→ **PAGE**
******************************

It was common cause that the containers, which formed the basis of the present dispute, were the subject of four installment sale agreements between the first intervening party and respondent. Although these agreements were drafted in Chinese script and there was an incomplete translation of these documents, it did appear that each contract contained a reservation of title clause to the following effect:

The title of the subject matter shall remain with party A until the installments are paid in full by party B.’

According to an affidavit deposed to by Ms Pitman on behalf of the intervening parties, these installments have not been fully paid. This contention has not been placed in dispute by applicant. For this reason the first intervening party contends that, as title of the containers remained with it, being the seller until such time as all the installments have been paid in full, attachment of all containers, being the subject of these contracts, falls to be set aside. Simply stated the containers do not belong to respondent but rather to it, the first intervening party.


The Essential Legal Dispute.

Mr Fitzgerald submitted that, notwithstanding the provisions of the contract entered into between respondent and first intervening party, article 5 of the Chattel Secured Transactions Act of Taiwan (‘the Act’) provided:

Chattel-Secured Transactions shall be by contract in writing and shall not be valid against bona fide third parties unless duly registered’.

As it was common cause that the contracts in question had not been registered and as a chattel-secured transaction included a conditional sales contract, Mr Fitzgerald submitted that Taiwanese law in effect provided that, as to applicant, first respondent was deemed to be the owner of the containers.


In support of these contentions, Mr Fitzgerald referred to an affidavit deposed to by Mr CY Huang, a Taiwanese attorney on behalf of applicant, who stated the following:

Mr Chen correctly points out in paragraphs 14 and 15 of his Declaration that as CAI (first intervening party) had no actual constructive knowledge of any conflicting claims of ownership to certain group B containers, nor the alleged underlying installment sale contracts between the Respondent and CLC, CAI should naturally be deemed a ‘good-faith third party’ vis-à-vis the said containers as contemplated by the plain language of Article 5, and as further supported by the legislative commentary of the said Article 5.


In relation to this matter, at the time that the Applicant conducted business with and sold fuel to the Respondent during the period February to March 2003, it was not aware that containers in the possession and control of Respondent and marked with the Respondent’s insignia were subject to the reservation of ownership clauses in installment sale contracts. The Applicant therefore in my opinion qualifies as a good-faith third party under the Act.’


In a further affidavit on behalf of applicant, Mr Overmeyer contended that at the time applicant contracted with respondent, ‘it was not aware of the fact that the containers with prefixes '‘KHLU'’and/or “KHJU” were subject to an installment sale agreement and/or agreement(s) in which ownership was reserved in favour of the party other than the Respondent.’


In the alternative, Mr Fitzgerald submitted that as the court would not be able on the available evidence, to determine the effect of Article 5 of the Act, the question of whether the applicant was a bona fide third party as contemplated by Article 5 should be referred to oral evidence in terms of Uniform Rule 6(5)(g).


Mr Wallis, who appeared together with Mr Stewart on behalf of the intervening parties referred to Mr Chen’s affidavit and in particular to his averment that ‘A conditional sales contract refers to a contract whereby the purchaser takes possession of the subject matter of the sale but ownership is only transferred to the purchaser once certain conditions are met. In the case of an installment sales contract, the ownership will not be transferred until all agreed installments of the purchase price are paid on time’.

******************************

→ **RECORD LIST**
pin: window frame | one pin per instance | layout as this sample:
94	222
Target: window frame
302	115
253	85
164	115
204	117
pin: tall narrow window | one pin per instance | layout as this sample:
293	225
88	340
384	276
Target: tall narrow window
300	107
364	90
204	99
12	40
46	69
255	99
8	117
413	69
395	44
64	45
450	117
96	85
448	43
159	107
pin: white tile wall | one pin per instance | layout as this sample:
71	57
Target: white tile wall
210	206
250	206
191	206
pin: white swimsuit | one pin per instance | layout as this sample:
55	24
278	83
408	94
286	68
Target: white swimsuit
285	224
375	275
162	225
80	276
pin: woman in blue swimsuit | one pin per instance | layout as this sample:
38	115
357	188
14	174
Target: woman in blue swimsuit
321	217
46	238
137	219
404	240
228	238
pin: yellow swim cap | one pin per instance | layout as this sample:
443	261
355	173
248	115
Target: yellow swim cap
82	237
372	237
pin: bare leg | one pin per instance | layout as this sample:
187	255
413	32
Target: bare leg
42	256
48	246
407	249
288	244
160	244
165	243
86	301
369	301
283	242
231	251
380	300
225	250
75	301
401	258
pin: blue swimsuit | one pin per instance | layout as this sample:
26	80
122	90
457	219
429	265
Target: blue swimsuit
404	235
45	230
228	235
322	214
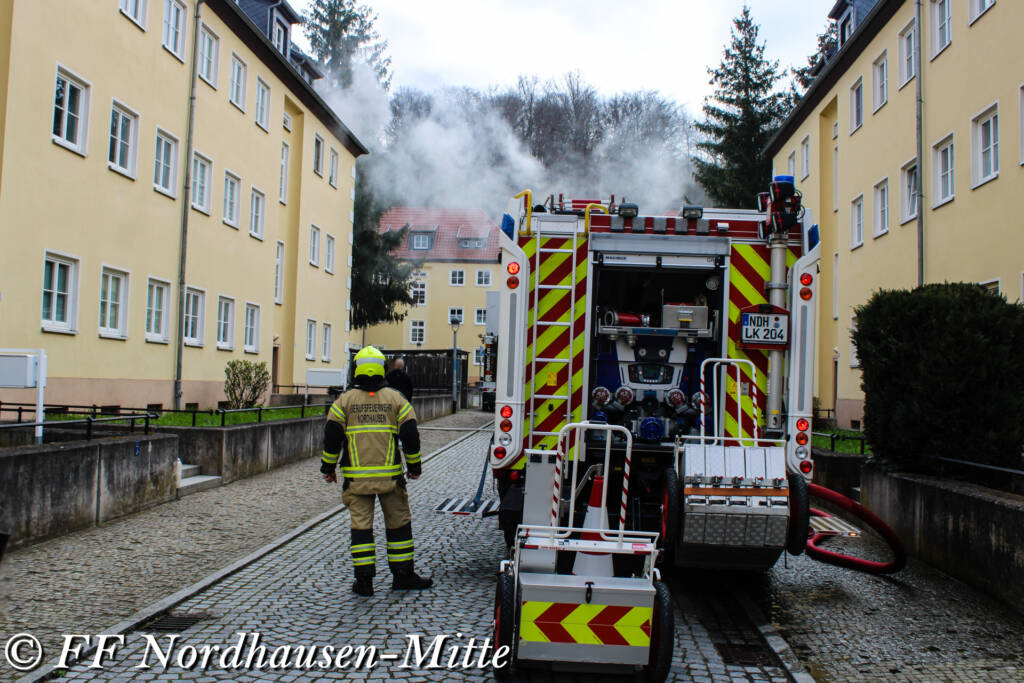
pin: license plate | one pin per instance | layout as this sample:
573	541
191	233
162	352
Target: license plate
766	329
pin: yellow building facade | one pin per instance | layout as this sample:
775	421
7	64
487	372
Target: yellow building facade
852	145
457	254
104	165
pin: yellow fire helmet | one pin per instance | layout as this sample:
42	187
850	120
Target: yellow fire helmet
369	363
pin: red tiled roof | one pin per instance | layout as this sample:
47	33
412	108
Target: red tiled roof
446	227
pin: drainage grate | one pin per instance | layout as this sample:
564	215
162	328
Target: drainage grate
173	623
744	655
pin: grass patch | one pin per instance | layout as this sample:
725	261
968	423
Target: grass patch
205	418
847	440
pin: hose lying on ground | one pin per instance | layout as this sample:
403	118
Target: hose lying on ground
859	511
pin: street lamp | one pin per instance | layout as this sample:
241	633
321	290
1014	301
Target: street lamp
454	322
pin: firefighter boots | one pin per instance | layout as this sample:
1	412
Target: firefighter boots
404	581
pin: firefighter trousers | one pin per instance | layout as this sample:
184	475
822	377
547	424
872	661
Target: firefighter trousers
398	528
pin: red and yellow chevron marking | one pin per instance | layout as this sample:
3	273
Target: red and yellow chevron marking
586	624
555	332
749	273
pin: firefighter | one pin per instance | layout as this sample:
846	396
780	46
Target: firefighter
364	424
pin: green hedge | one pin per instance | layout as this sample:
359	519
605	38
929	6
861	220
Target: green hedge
943	375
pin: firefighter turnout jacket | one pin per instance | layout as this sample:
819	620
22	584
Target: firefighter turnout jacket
361	431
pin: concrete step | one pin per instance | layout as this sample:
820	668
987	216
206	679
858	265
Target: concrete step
196	483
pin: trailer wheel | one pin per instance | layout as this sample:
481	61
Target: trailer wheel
505	616
800	515
670	515
663	636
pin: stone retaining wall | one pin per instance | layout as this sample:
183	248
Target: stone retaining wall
972	532
51	489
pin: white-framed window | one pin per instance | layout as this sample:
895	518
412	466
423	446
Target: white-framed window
329	252
417	332
71	112
419	293
283	189
59	293
202	172
907	44
165	164
880	88
113	303
194	316
978	7
318	155
225	323
856	105
943	163
238	90
908	190
881	208
857	222
279	273
281	37
854	358
262	104
836	286
332	175
156	309
326	343
123	147
991	286
805	158
314	246
232	196
985	141
174	28
250	342
310	339
257	213
942	26
209	48
135	10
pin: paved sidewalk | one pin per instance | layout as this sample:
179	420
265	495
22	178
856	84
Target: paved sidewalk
88	581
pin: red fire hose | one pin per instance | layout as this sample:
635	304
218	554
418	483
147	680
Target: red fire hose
849	561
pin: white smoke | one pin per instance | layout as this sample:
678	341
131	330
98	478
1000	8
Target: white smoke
464	155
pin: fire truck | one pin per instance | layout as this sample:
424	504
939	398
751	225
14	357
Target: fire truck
657	369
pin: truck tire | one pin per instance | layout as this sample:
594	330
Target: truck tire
505	617
670	516
800	514
663	636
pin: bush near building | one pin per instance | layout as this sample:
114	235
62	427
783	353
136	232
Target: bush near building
942	376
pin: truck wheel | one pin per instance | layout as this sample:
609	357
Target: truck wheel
505	608
800	514
663	636
670	516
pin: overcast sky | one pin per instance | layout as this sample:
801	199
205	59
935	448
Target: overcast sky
665	45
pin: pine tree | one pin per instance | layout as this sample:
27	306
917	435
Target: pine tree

******************************

→ **SET TASK 1**
According to the container judgment, why does the first intervening party contend that the attachment of the containers should be set aside?
→ **SET TASK 2**
Answer these from the container judgment:
(a) In what script were the installment sale agreements drafted?
(b) During what period did the applicant sell fuel to the respondent?
(c) Under which rule did Mr Fitzgerald ask that the bona fide third party question be referred to oral evidence?
→ **SET TASK 3**
Continue the container judgment from its last sentence.

→ **WRITTEN ANSWER 1**
Each installment sale agreement reserved title to the seller until the installments were paid in full, and those installments have not been fully paid, which the applicant does not dispute. Title therefore stayed with the first intervening party, so the containers belong to it and not to the respondent.

→ **WRITTEN ANSWER 2**
(a) Chinese script
(b) February to March 2003
(c) Uniform Rule 6(5)(g)

→ **WRITTEN ANSWER 3**
Mr Wallis also referred to the concluding paragraph of Mr Huang’s affidavit in which the latter stated, ‘The First Intervening Party’s failure to register the installment sale contract(s) in accordance with the Act has the effect that ownership in and to the containers under attachment is deemed to vest in the Respondent rendering the containers susceptible to attachment by the Applicant.’ Mr Wallis submitted that this conclusion needed to be evaluated in terms of the key provisions of the Act. Thus, Article 5 of the Act had to be read in conjunction with Articles 26 and 27 (3) of the Act. Article 26 provides, ‘A conditional sale is a transaction under which the buyer first takes possession of the chattel object with an agreement that ownership of the object shall vest in him only upon payment of part or all of the price, or upon the performance of the specific condition’. In terms of article 27(c), ‘a conditional sale contract shall specify the following particulars: (3) A statement that the seller retains ownership of the object while the buyer may take possession and make use of it’.


According to Mr Wallis, a plain reading of these provisions of the Act suggests that ownership does not pass to respondent. By contrast, Mr Huang’s contention that ownership was deemed to vest in the respondent rendering the containers susceptible to attachment by applicant was, at best, questionable and, at worst, not of any assistance to applicant, for, according to Mr Wallis, applicant could not show that respondent was the owner of the containers. In short, Mr Huang’s contention supported an argument that the containers might be deemed to vest in respondent.


On whatever construction of Mr Huang’s affidavit, Mr Wallis submitted that the applicant had not shown, on a balance of probabilities, that the containers, at the time of the attachment, were the property of respondent. See Shipping Corporation of India Limited v Evdomon Corporation 1994(1) SA 550(a) at 556 F.


Mr Wallis also referred to the passage already quoted from the supplementary affidavit of Mr Overmeyer where the latter confirmed ‘At the time the Applicant contracted with the Respondent it was not aware of the fact that the containers with prefixes “KHLU” and/or “KHJU” were subject to an installment sale agreement and/or agreements in which ownership was reserved in favour of a party other than Respondent.’ According to Mr Wallis, the crux of applicant’s case first emerged in this one, skeletal paragraph in a supplementary affidavit without any further confirmation as to how it had come to pass that when applicant supplied bunkers, it had taken the view that respondent was the owner of these containers. In Mr Wallis’ view, this argument had further implications in that, in the affidavit deposed to by Mr Huang, it was claimed that ‘[T]he group B containers were in control and visibly marked with the insignia of the Respondent and thus CAI was led to believe that those containers in the Respondent’s possession were the Respondent’s property….and further CAI continued to conduct business with Kien Hung on reliance of Respondent’s apparent ownership of the relevant containers.’


Mr Wallis contended that no basis had been laid as to the foundation of these conclusions and hence there was no evidential source which had been provided for a bona fide person to have arrived at the conclusions reached by Mr Huang.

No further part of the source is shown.